#### Kutipan yang Diberikan:
■ ■ ■ ■

Tontonlah sepuasmu”. Ucapnya lalu beranjak ke kamar untuk tidur.
Sampai larut malam Putri
duyung tetap duduk di tempatnya menonton film. Terkadang ia tertawa geli ketika
adegan filim terlihat lucu, terkadang menangis sedih, terkejut, tegang dan juga
takut. Kadang pula Putri duyung menirukan adegan di film, adegan Bruce Lee berkelahi.
Putri duyung juga menonton pertarungan tinju dan mengikuti gerakannya.
Dari notebook itu pula Putri
duyung bisa mendengar berbagai macam bahasa. Putri duyung berkosentrasi seakan
mencoba mempelajari bahasa-bahasa tersebut. Putri duyung terlihat sedih ketika
menoton siaran berita yang menayangkan lautan. Putri duyung tampak merindukan
lautan yang menjadi tempat tinggalnya.
Keesokan paginya, Joon Jae
terbangun dan melihat Putri duyung masih berkutat di depan notebook sedang
menonton drama “Memories In Bali”, dimana muncul wajah So Ji Sub dan Jo In
Sung. Putri duyung menoleh memperlihatkan mata pandanya. Joon Jae kaget, apa Putri
duyung bergadang semalaman?, “Berapa umurmu sampai kau jatuh cinta kepada
seorang selebriti?. Apa kau gadis penggemar yang gila?. Berhentilah menonton
dan berikan padaku”.
Joon Jae menarik notebook
tapi Putri duyung langsung menahannya. Perhatian Joon Jae teralih begitu
mendengar dering ponseolnya, telepon dari Nam Doo. Nam Doo memberi kabar ada
berita gawat, tanpa mereka sangka ternyata Myoengdong Capital adalah tempat
yang menyakutkan. Perusahaan lintah darat itu mempunyai kerangka kerja yang
tersusun rapi.
Nam Doo berkata Ny. Jang
mengutus beberapa orang ke luar negeri meski harga tiket pesewat dua kali lipat
di musim liburan seperti ini. Joon Jae yang mengetahui arah pembicaraan Nam Doo
langsung bertanya apa tempat persembunyiaan Nam Doo ketahuan oleh mereka.
Padahal saat ini Nam Doo sedang asyik bermain golf di temani caddy cantik. Nam
Doo mengatakan bukan dirinya yang ketahuan, tapi Joon Jae., “Apa kau barusan tadi angkat
telepon dari ponselmu yang sebelumnya itu?. Kenapa kau seperti itu, kau
biasanya tidak seperti itu. GPS-mu pasti sudah dilacak”.
Mengetahui hal itu, Joon Jae
menyuruh Nam Doo untuk berhenti bicara dan ingin menutup telepon. Tapi Nam Doo
menahan dan menanyakan perihal gelang giok. Menurut Nam Doo, alangkah lebih
baiknya jika Joon Jae mempercayakan gelang itu padanya dan mengirimnya lewat
Jasa Pos International. Joon Jae cuek dan langsung menutup telepon dan bergegas
lari ke kamar mengemasi barangnya. Putri duyung yang masih asyik dengan
dunianya hanya mengintip Joon Jae sedikit.

■ ■ ■ ■

#### Data yang Diberikan:
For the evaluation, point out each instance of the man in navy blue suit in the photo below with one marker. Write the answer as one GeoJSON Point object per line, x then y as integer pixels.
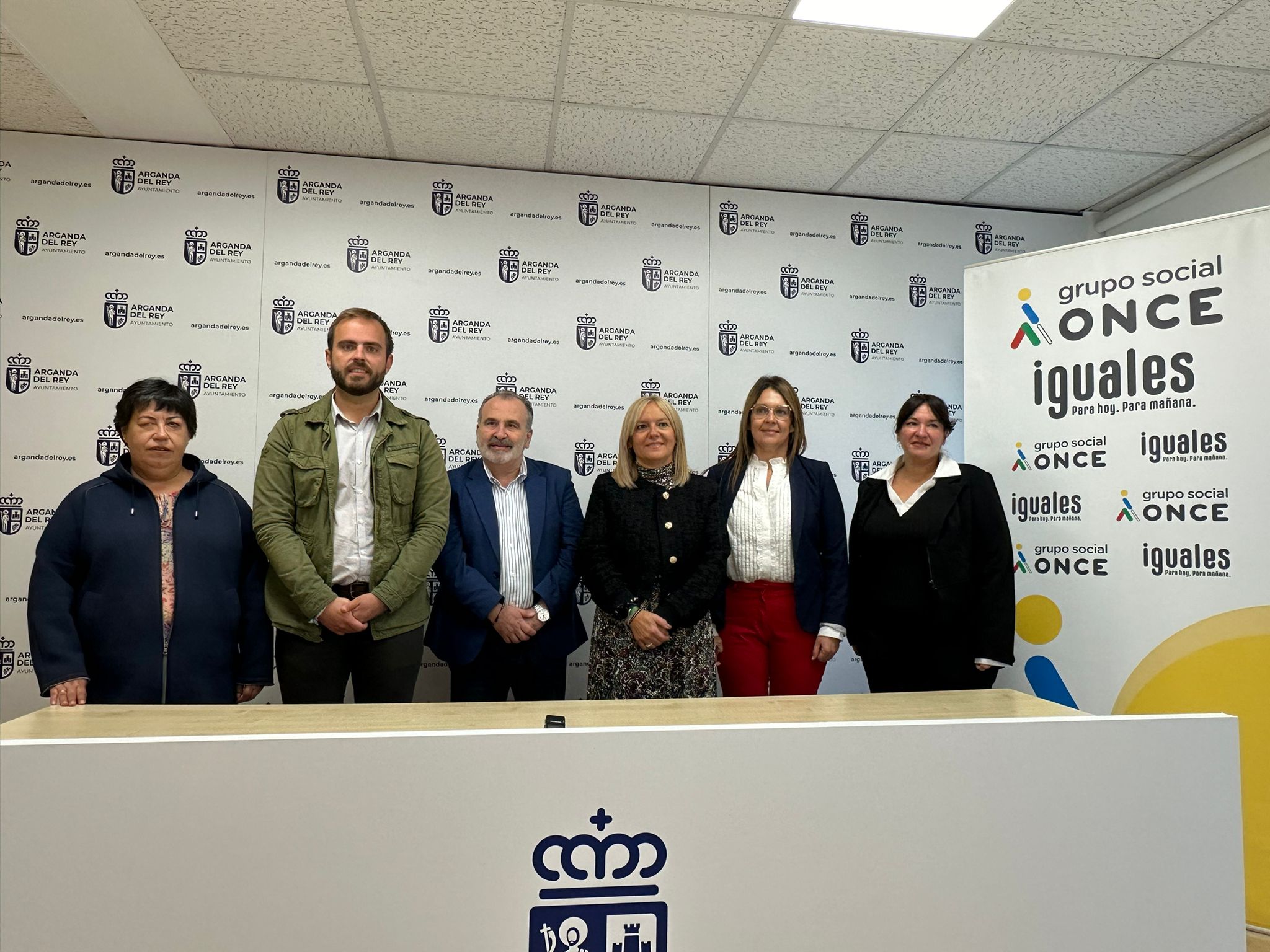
{"type": "Point", "coordinates": [505, 617]}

■ ■ ■ ■

#### Tugas yang Dikerjakan:
1. Jawablah pertanyaan berikut berdasarkan kutipan cerita tentang Putri duyung dan Joon Jae:
(a) Drama apa yang sedang ditonton Putri duyung ketika Joon Jae terbangun keesokan paginya?
(b) Apa yang sedang dilakukan Nam Doo saat menelepon Joon Jae?
(c) Lewat jasa apa Nam Doo menyarankan gelang giok itu dikirim?
2. Tuliskan lanjutan kutipan cerita tentang Putri duyung dan Joon Jae, dimulai setelah kalimat terakhirnya.

#### Jawaban per Tugas:
1.
(a) "Memories In Bali".
(b) Nam Doo sedang asyik bermain golf ditemani caddy cantik.
(c) Jasa Pos International.

2.
Joon Jae keluar dari kamar dengan membawa tasnya hendak melarikan diri. Ia memberitahu Putri duyung bahwa mereka tidak bisa lagi bersama. Ia minta Putri
duyung mengingat-ingat dimana rumahnya dan pulang ke rumah. Jika tidak ingat
juga, maka mintalah bantuan kantor pelayanan masyarakat. Joon Jae mengambil
notebook dari tangan Putri duyung dan berkata harus pergi karena ada urusan
mendadak.
Joon Jae membuka pintu dan
keluar meninggalkan Putri duyung sendiiran di ruangan besar itu. Tapi baru
beberapa detik, Joon Jae kembali lagi sembari mengacak rambutnya putus asa,
“Mampus aku. Mampus aku”. Putri duyung tersenyum meihat Joon Jae kembali.
Joon Jae yang panic berusaha
menenangkan diri mencoba berpikir jernih. Otak geniusnya langsung menemukan ide
ketika melihat jam digital, botol air mineral dan hydrant.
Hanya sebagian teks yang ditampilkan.